• **SHORT PROBLEM**:
Write out exactly the lines below that run from the line containing "the small twig" through the last line of the records.

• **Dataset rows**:
________________________________________

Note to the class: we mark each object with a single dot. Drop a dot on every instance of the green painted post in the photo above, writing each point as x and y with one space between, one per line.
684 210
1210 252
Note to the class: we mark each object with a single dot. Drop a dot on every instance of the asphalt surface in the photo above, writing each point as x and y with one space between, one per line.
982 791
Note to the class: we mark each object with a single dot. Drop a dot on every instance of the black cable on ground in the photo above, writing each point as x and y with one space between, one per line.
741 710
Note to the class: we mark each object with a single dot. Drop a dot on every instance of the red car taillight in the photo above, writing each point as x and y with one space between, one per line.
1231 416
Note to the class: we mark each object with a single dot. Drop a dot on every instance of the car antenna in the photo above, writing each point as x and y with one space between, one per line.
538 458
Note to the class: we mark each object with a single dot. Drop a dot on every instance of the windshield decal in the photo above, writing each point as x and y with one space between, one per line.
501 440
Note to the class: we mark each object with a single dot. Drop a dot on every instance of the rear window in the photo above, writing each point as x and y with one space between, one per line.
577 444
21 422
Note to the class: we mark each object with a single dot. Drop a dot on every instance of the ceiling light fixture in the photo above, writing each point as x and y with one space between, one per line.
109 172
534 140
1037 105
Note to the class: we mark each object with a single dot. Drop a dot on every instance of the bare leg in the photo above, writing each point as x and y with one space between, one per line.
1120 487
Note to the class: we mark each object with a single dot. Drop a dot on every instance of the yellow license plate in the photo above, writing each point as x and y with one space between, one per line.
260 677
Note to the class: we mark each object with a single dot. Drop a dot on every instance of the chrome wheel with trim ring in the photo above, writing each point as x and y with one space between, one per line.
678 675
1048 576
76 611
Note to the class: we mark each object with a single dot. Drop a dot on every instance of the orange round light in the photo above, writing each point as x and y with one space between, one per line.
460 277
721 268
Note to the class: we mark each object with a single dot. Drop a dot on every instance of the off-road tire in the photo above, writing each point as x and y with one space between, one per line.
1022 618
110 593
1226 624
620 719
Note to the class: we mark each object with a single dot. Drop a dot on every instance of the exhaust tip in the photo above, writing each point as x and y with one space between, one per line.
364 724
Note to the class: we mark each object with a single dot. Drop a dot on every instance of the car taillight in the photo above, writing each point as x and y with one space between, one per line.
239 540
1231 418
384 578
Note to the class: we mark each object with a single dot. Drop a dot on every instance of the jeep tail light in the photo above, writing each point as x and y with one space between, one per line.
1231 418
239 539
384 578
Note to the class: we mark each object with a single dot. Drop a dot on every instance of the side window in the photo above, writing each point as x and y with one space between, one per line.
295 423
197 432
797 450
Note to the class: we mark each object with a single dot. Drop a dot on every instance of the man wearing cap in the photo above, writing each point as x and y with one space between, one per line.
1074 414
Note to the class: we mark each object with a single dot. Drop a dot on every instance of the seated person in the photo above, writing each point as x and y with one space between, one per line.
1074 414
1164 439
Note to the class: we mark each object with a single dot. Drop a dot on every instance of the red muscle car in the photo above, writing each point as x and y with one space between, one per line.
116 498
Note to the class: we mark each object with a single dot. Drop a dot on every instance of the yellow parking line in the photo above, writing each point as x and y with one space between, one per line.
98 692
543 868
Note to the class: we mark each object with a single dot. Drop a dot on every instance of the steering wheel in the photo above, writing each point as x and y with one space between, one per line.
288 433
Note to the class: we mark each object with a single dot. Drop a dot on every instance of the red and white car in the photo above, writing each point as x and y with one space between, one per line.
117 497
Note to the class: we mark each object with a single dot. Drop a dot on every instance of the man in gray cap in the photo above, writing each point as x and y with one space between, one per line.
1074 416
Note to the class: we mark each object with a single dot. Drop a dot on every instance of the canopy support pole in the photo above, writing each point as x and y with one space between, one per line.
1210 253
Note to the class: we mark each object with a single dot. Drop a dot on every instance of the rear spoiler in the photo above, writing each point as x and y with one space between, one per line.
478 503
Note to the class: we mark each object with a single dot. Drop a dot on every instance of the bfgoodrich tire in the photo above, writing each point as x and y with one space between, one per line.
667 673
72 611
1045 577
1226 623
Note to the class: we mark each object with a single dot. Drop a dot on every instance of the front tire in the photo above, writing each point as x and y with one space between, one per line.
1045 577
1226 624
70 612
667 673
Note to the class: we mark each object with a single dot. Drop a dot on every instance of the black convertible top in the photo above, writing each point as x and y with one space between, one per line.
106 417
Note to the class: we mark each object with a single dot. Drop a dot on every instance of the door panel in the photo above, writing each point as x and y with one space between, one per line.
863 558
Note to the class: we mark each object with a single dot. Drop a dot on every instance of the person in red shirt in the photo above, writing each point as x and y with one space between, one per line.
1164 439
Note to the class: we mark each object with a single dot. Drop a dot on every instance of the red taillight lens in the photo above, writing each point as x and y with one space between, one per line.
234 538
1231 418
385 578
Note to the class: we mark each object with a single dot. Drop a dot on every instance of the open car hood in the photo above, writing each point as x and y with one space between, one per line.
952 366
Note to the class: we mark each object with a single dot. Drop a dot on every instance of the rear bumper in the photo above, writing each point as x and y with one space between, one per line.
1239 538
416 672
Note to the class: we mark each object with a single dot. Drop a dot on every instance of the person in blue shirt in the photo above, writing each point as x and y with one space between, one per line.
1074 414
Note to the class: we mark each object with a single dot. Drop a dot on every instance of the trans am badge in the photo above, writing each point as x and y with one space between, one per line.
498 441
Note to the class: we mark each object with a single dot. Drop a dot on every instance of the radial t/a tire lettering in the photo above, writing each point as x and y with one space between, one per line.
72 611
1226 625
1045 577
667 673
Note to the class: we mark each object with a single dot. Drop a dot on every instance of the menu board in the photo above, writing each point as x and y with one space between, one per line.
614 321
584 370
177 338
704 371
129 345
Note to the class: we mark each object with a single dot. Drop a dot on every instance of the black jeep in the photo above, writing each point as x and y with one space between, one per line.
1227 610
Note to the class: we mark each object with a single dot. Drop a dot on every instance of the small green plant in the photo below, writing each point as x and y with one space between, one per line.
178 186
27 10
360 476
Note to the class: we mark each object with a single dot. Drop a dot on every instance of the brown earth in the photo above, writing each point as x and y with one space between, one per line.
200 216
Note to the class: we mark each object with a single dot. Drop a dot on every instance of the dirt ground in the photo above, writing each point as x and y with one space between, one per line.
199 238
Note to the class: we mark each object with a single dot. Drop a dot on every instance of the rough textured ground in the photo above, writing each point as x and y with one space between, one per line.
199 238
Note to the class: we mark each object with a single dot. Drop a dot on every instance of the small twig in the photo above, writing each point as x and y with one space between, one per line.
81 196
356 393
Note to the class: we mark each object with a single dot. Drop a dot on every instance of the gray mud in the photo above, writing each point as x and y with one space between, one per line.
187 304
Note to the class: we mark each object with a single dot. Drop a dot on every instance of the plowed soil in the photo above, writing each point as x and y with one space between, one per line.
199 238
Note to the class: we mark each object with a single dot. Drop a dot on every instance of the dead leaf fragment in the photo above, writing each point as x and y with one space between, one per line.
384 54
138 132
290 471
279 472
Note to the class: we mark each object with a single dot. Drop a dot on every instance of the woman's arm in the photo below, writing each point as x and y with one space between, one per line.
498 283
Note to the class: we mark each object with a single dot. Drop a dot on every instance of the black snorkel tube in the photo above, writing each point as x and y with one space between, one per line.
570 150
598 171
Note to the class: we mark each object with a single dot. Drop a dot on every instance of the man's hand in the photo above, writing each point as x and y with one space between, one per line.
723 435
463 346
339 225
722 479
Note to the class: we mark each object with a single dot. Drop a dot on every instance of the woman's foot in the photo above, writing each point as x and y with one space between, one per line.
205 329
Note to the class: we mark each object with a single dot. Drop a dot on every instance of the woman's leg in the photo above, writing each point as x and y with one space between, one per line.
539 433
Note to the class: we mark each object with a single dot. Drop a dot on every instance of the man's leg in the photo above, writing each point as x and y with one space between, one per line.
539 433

________________________________________

• **ANSWER BELOW**:
Note to the class: we mark each object with a single dot. Drop a dot on every instance of the small twig in the photo above, writing each point as x and y with one space between, one per line.
81 196
356 393
Note to the class: we mark each object with a single dot. Drop a dot on every instance of the gray mud in the photo above, writing each point as x and y with one space between, one per line.
187 304
Note to the class: we mark each object with a single dot. Drop a dot on every instance of the plowed soil in the photo above, writing each point as x and y with one space between, one per line.
199 238
Note to the class: we mark each object with a single dot. Drop a dot on every instance of the dead leaf fragment in the photo above, writing each point as x and y with one space between, one per line.
384 54
138 132
290 471
279 472
Note to the class: we mark each object with a single dot. Drop a dot on every instance of the woman's arm in the photo below, writing each point as x and y with one space between, one per line.
498 283
Note to the class: we mark each object with a single dot. Drop a dot on every instance of the black snorkel tube in the photo above, writing each point as x and y with one space between, one per line.
570 150
598 171
Note to the class: we mark each object with a single dot. Drop a dot on every instance of the man's hand in the photo above, writing each point as x and y with one space between, one per line.
723 435
463 346
339 225
722 479
Note to the class: we mark each object with a single dot. Drop a dot on every instance of the woman's foot in the photo above, writing each point as x and y with one space between, one per line.
205 329
Note to the class: we mark each object with a single dot. Drop a dot on every instance of the woman's leg in the photo above, writing each point as x and y with one space between, one per line.
539 433
Note to the class: we mark each object with a single dot. Drop a dot on every instance of the man's leg in the photo above, writing each point as x and y with one space between, one per line.
539 433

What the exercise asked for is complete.